- Problem requirements -
Copy the lines below verbatim, but only from the line containing "# point at: the yellow" through the end of the data.

┌──

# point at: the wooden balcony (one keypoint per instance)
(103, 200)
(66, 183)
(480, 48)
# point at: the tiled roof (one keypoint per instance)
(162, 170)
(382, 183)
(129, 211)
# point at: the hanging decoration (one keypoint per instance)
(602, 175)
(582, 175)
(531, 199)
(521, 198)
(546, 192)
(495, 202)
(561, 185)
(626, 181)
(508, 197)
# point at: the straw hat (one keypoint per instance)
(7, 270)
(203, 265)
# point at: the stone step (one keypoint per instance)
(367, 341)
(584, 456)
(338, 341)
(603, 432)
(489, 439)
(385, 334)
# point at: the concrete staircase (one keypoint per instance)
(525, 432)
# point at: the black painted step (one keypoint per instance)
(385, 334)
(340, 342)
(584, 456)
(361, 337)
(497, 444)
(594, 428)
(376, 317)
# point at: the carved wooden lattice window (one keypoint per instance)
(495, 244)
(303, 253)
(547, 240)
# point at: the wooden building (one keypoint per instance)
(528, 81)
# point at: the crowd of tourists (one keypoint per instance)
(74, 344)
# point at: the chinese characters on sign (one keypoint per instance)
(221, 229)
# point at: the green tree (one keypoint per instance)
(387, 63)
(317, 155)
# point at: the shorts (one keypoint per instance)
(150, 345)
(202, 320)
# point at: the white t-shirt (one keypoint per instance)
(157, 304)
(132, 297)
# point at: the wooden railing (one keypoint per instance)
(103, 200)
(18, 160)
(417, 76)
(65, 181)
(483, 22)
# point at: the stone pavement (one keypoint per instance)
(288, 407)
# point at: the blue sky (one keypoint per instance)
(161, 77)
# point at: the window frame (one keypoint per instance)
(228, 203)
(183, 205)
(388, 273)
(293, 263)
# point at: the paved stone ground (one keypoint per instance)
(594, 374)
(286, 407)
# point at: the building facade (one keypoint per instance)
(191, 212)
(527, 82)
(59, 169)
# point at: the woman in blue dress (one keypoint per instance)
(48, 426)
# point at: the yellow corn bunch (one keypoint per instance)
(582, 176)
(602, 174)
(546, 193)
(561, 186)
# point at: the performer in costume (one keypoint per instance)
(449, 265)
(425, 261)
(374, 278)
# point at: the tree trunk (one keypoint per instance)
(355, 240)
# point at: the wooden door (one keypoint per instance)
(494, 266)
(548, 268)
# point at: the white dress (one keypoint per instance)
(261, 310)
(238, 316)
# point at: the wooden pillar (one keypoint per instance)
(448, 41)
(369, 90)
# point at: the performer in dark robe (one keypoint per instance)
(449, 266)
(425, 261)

└──

- Exercise answer -
# point at: the yellow corn bunch (one keypoint per instance)
(582, 176)
(602, 174)
(546, 193)
(561, 186)
# point at: the performer in costume (one keypoint per instance)
(449, 265)
(425, 261)
(374, 278)
# point at: the tree trunk (one keypoint per instance)
(355, 240)
# point at: the wooden door (one keypoint per instance)
(494, 266)
(548, 268)
# point at: the white dress (one keypoint per instance)
(261, 310)
(238, 316)
# point at: the wooden pillar (one keypoint per instance)
(448, 41)
(369, 90)
# point at: the performer in dark robe (one keypoint per instance)
(449, 266)
(425, 261)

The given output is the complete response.